OBJECTIVE
Write out every entry exactly as it stands.

ITEMS
--------------------------------
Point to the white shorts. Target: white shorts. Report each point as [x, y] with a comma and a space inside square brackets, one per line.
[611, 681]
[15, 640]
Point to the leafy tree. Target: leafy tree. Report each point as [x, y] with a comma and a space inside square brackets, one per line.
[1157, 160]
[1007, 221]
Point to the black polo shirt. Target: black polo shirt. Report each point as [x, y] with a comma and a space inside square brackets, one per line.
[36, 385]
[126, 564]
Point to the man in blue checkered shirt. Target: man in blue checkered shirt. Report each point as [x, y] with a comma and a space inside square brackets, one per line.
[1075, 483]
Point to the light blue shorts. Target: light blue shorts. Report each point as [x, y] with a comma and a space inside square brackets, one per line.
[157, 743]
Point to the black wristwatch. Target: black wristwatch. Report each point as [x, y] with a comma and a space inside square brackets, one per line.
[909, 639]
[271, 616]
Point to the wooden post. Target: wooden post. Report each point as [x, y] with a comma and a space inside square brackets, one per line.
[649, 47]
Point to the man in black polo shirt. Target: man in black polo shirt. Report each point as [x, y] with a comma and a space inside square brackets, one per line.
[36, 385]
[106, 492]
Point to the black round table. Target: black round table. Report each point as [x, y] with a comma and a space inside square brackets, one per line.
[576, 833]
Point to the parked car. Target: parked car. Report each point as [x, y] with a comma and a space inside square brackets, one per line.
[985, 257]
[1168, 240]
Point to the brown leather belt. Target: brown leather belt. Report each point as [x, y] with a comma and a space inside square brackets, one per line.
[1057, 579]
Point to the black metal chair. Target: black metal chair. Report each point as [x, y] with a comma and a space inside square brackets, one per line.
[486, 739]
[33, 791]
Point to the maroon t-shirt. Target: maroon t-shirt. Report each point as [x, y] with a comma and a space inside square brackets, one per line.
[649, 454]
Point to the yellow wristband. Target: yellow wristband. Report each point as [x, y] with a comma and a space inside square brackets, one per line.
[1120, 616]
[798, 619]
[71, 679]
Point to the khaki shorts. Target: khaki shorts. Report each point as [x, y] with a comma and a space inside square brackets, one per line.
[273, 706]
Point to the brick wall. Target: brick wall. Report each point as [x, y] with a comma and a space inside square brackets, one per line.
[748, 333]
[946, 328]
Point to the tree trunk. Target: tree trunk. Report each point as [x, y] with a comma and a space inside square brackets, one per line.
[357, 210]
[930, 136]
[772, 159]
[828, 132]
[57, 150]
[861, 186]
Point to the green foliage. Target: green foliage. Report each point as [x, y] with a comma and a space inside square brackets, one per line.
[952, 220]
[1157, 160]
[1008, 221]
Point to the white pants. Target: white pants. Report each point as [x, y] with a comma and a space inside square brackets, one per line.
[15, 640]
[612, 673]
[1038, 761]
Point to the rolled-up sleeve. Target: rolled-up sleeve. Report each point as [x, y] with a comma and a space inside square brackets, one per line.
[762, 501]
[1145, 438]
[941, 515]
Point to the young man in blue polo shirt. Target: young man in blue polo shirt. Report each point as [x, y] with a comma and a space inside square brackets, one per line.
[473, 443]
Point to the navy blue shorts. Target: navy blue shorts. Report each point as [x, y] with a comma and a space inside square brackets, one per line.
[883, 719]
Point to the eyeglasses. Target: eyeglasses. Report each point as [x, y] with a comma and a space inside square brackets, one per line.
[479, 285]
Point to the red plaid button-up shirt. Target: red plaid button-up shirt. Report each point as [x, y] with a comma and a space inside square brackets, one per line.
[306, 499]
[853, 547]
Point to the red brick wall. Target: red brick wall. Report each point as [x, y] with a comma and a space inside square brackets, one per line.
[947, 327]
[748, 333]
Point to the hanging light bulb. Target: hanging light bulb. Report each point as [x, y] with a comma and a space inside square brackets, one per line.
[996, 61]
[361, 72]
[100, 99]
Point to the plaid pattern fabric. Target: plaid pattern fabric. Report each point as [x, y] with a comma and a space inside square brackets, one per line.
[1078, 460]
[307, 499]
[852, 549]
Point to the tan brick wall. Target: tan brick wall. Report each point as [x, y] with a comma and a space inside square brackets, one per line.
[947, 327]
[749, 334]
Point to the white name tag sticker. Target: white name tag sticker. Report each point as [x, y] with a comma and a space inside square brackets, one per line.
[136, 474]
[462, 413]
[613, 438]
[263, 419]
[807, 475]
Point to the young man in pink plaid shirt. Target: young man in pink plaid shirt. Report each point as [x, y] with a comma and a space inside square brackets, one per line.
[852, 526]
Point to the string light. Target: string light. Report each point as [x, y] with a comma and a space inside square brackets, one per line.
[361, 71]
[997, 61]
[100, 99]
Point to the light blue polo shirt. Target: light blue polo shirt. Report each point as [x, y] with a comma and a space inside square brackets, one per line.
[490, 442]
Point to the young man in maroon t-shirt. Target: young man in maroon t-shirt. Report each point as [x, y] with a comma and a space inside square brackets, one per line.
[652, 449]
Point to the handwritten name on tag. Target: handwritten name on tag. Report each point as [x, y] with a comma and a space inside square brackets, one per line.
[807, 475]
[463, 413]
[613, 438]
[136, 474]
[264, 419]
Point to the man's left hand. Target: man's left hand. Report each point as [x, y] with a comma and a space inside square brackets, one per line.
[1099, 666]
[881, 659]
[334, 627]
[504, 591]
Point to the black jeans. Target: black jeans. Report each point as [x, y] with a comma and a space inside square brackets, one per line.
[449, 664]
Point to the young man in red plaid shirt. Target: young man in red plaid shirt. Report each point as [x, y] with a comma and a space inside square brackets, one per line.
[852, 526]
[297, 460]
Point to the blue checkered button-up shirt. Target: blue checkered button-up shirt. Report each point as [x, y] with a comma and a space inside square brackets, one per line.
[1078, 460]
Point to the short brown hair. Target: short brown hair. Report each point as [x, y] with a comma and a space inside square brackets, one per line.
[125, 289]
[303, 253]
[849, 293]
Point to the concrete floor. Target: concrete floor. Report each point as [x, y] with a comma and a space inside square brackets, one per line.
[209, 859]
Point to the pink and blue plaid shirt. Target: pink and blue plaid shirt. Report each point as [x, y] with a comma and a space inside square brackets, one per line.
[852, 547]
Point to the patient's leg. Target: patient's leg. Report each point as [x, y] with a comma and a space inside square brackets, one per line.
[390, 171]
--------------------------------
ANSWER TO THE PROBLEM
Point to the white shorts. Target: white shorts. Report each point as [x, y] with a comma and a space inside square brackets, one per line.
[611, 681]
[15, 640]
Point to the leafy tree. Target: leafy tree. Report each point as [x, y] with a comma and a space inside square brackets, one per line.
[1157, 160]
[1007, 221]
Point to the black polo shirt. Target: black polo shirt. Report each point as [x, y] with a comma and a space inside square brackets, one per line.
[36, 385]
[126, 564]
Point to the man in blue checkered shirt. Target: man in blue checkered shirt. Report each point as [x, y] with a comma and a space inside square brackets, one per line.
[1075, 483]
Point to the light blue shorts. Target: light blue shorts. Report each point as [x, y] with a comma and a space inside square brackets, one per line.
[157, 743]
Point to the black wristwatch. Target: black wristwatch. Report each point as [x, y] with a comma and a space inside square brackets, one per line.
[909, 639]
[271, 616]
Point to the wooden post. Target: wooden post. Report each point as [x, y] with a comma and a space inside square brackets, one per line.
[649, 47]
Point to the man in black polo shirt. Target: man in black polo shirt. Report each point as [x, y] with a comma and a space inside square brackets, one per line.
[36, 385]
[106, 492]
Point to the black round table. Target: black round table. Report each point as [x, y] with a comma and a space inside square brackets, one per line.
[576, 833]
Point to the parked car. Target: parked car. Report each point as [x, y] with a comma and a space inside square brackets, one per line.
[985, 257]
[1168, 240]
Point to the brown leather belt. Target: brown leather belt. Report each point as [x, y] with a comma and a space inside square brackets, one per line.
[1057, 579]
Point to the black metal chair. Target: black metal chair. Report each point as [x, y] with a comma and a space inside square brackets, one per line.
[486, 739]
[33, 791]
Point to the maroon t-shirt. Target: maroon t-shirt. Report each point as [x, y] with a comma and a space inside square brackets, one per line.
[649, 454]
Point to the yellow wristband. Target: yellow wristband. Report each point as [x, y] with a comma and a space inside square brackets, one per line.
[1120, 616]
[798, 619]
[71, 679]
Point to the khaki shorts. Target: khaki shorts. Report each point as [x, y] with a comma and a space inside square brackets, one per line.
[273, 706]
Point to the brick wall. Target: brick wall. Report each point as [x, y] with a comma and a space inside square brackets, one per line.
[748, 333]
[946, 328]
Point to the tree trunk. Target: tree trunk. Report each point as [x, y] with a comma and a space inside square brackets, one per line.
[357, 210]
[930, 136]
[772, 159]
[828, 132]
[57, 150]
[861, 186]
Point to the green foliage. Target: green foliage. Report each point as [x, y] with a comma and a space inside square brackets, one per line.
[952, 220]
[1157, 160]
[1008, 221]
Point to the white pants. Target: white pants. Report each point as [x, y] with a comma and a space inside square brackets, one per line.
[15, 640]
[612, 673]
[1038, 761]
Point to the rolled-up sleeve. Target: rolled-up sleeve. Report each point as [x, y] with a comma and a space inside square brackets, one per line.
[762, 501]
[1145, 438]
[941, 515]
Point to the young man in blue polo shirt. Target: young man in blue polo shirt. Report each point as [x, y] with a comma and a space inside square brackets, one per line.
[473, 443]
Point to the navy blue shorts. Target: navy blue shorts. Report each point as [x, y] with a comma and a space inside square brackets, one per line.
[883, 719]
Point to the eyeglasses. Target: eyeglasses. Report each point as [x, y] with a comma and a space inside square brackets, one per line.
[479, 285]
Point to the red plaid button-up shirt. Target: red plaid button-up shirt. Report each point as [x, y] with a comma and a space inside square brackets, one per line.
[306, 499]
[853, 547]
Point to the red brick wall. Target: red brick wall. Report each point as [x, y] with a comma and a space inside square brackets, one per line.
[947, 327]
[748, 333]
Point to the hanging light bulb. Target: hanging light bulb. Report each point as [x, y] with a comma and a space inside square brackets, one per line.
[996, 61]
[361, 72]
[100, 99]
Point to the plaid pattern fabric. Target: plaid pattern fabric. Report each point as [x, y] with a comma and a space inside square brackets, one per line.
[1078, 460]
[307, 499]
[852, 549]
Point to the tan brick wall. Target: tan brick wall. Report each point as [x, y] with a comma and a space inside square brackets, one per line.
[947, 327]
[749, 334]
Point to the white name tag sticker. Target: white name tag sticker. Report each point as [x, y] with a comma and a space inside square brackets, one per line.
[136, 474]
[462, 413]
[613, 438]
[263, 419]
[807, 475]
Point to the young man in pink plaid shirt. Target: young man in pink plaid shirt. Report each point as [x, y] with a comma and a space inside square brackets, one per line.
[852, 526]
Point to the string light. Target: string light. Report each point as [x, y] with a comma and a space inside square brackets, one per line.
[361, 71]
[997, 61]
[100, 99]
Point to the light blue polo shirt. Target: light blue polo shirt. Report each point as [x, y] with a comma and a space inside square brackets, one per line.
[490, 442]
Point to the young man in maroon t-shirt. Target: young man in maroon t-shirt. Report each point as [x, y] with a comma and a space inside square brackets, one per line.
[652, 449]
Point to the handwritten name on tag. Target: handwritten name on tag. Report each point as [x, y] with a comma and a space inside square brackets, one per line.
[807, 475]
[463, 413]
[613, 438]
[136, 474]
[264, 419]
Point to the man's left hand. Target: man's left hand. Report each point as [x, y] with a comma and a space inside square brackets, one per line.
[1099, 666]
[881, 659]
[334, 627]
[504, 591]
Point to the black jeans. Target: black jeans. Report each point as [x, y] with a comma and a space inside square brackets, one per line.
[449, 664]
Point to the young man in red plaid shirt. Target: young man in red plaid shirt. Report each point as [x, y] with a comma and a space inside square brackets, one per line.
[852, 526]
[297, 460]
Point to the blue checkered button-up shirt. Target: blue checkered button-up shirt. Report each point as [x, y] with a comma and a space inside square brackets, one per line.
[1078, 460]
Point to the short brown hair. Target: short brown hair. Report each point as [x, y] with a comma and a space inside square brackets, one per line.
[125, 289]
[303, 253]
[849, 293]
Point to the concrete floor. Target: concrete floor. Report each point as [x, y] with a comma and a space inside square brackets, one per line.
[209, 859]
Point to the pink and blue plaid shirt. Target: pink and blue plaid shirt. Report each point as [x, y] with a comma and a space inside square brackets, one per line.
[852, 547]
Point to the patient's leg. Target: patient's leg. Report each point as [x, y] with a comma and a space inside square brackets, one per line.
[390, 171]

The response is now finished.